## Set task
Substitute "nonzero" for every occurrence of "even-odd" in the records below. Leave everything else unchanged.

(A run of records)
**********
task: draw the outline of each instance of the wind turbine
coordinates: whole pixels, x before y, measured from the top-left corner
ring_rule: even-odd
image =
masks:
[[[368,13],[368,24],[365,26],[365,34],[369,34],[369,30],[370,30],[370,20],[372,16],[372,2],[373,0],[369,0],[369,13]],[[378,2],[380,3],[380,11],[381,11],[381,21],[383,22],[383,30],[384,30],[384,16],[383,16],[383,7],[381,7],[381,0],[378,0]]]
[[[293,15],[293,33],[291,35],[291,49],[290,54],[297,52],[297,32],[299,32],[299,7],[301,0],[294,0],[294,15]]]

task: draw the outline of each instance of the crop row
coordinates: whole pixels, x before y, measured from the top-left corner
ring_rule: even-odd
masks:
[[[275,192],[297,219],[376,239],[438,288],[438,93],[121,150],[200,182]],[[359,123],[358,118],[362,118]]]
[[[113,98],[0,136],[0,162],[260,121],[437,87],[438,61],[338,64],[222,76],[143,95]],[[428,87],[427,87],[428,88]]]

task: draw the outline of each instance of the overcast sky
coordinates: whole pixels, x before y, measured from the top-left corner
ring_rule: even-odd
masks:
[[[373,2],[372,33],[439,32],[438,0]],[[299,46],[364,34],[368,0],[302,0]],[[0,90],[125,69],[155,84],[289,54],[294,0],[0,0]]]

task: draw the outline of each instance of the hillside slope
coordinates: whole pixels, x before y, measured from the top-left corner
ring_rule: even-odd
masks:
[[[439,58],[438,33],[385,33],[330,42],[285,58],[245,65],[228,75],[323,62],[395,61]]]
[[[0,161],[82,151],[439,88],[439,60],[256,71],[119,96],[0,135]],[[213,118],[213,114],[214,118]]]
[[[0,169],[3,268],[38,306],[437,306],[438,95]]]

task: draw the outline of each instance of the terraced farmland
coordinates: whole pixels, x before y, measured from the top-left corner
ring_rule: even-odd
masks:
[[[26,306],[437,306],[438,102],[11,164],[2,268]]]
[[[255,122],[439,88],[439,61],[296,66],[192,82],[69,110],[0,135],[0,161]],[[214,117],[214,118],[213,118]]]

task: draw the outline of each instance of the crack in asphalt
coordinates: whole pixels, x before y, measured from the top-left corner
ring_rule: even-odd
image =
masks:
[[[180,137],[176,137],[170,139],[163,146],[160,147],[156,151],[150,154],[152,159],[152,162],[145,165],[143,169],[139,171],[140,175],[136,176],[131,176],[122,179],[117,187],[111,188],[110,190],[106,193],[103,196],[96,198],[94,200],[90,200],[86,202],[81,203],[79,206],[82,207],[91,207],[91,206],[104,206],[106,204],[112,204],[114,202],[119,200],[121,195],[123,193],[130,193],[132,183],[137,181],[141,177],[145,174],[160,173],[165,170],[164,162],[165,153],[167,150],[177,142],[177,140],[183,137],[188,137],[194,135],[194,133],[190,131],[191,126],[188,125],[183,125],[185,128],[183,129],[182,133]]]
**********
## Solution for this exercise
task: draw the outline of each instance of the wind turbine
coordinates: whole pixels, x before y, measured from the top-left corner
ring_rule: nonzero
image =
masks:
[[[368,13],[368,24],[365,26],[365,34],[369,34],[369,30],[370,30],[370,20],[372,16],[372,2],[373,0],[369,0],[369,13]],[[378,2],[380,3],[380,11],[381,11],[381,21],[383,22],[383,30],[384,30],[384,16],[383,16],[383,7],[381,7],[381,0],[378,0]]]
[[[293,15],[293,33],[291,35],[291,49],[290,54],[297,52],[297,32],[299,32],[299,7],[301,0],[294,0],[294,15]]]

task: draw the outline of each instance of the crop row
coordinates: whole pixels, x before y, measured from the top-left corner
ring_rule: nonzero
masks:
[[[275,192],[297,219],[376,239],[438,288],[438,93],[121,150],[200,182]],[[359,123],[358,118],[362,118]]]
[[[113,98],[0,136],[0,162],[260,121],[437,87],[438,61],[338,64],[222,76],[143,95]],[[428,87],[427,87],[428,88]]]

task: draw the outline of each instance of the overcast sky
coordinates: whole pixels, x before y, measured from the top-left corner
ring_rule: nonzero
masks:
[[[373,2],[372,33],[439,32],[438,0]],[[299,46],[364,34],[368,0],[302,0]],[[0,90],[125,69],[155,84],[289,54],[294,0],[0,0]]]

task: draw the outline of each instance of the hillside slope
coordinates: whole pixels, x before y, measured from the top-left corner
ring_rule: nonzero
masks:
[[[439,58],[438,33],[385,33],[330,42],[285,58],[245,65],[228,75],[323,62],[395,61]]]
[[[0,161],[82,151],[439,88],[439,60],[256,71],[119,96],[0,135]],[[213,118],[213,114],[214,118]]]
[[[0,169],[3,268],[38,306],[437,306],[438,95]]]

task: draw the outline of each instance of the terraced farmland
coordinates: whole pixels, x before y, measured from the top-left corner
ring_rule: nonzero
masks:
[[[26,306],[437,306],[438,102],[11,164],[2,268]]]
[[[255,122],[439,88],[439,61],[296,66],[192,82],[69,110],[0,135],[0,161]],[[214,117],[214,118],[213,118]]]

task: draw the outline of each instance of the crack in asphalt
coordinates: whole pixels, x before y, measured from the top-left corner
ring_rule: nonzero
image =
masks:
[[[180,137],[176,137],[170,139],[163,146],[160,147],[156,151],[150,154],[152,159],[152,162],[145,165],[143,169],[139,171],[140,175],[136,176],[131,176],[122,179],[117,187],[111,188],[110,190],[106,193],[103,196],[96,198],[94,200],[90,200],[86,202],[81,203],[79,206],[82,207],[91,207],[91,206],[104,206],[106,204],[112,204],[114,202],[119,200],[121,195],[123,193],[130,193],[132,183],[137,181],[141,177],[145,174],[160,173],[165,170],[164,162],[165,153],[167,150],[177,142],[177,140],[183,137],[188,137],[194,135],[194,133],[190,131],[191,126],[188,125],[183,125],[185,128],[183,129],[182,133]]]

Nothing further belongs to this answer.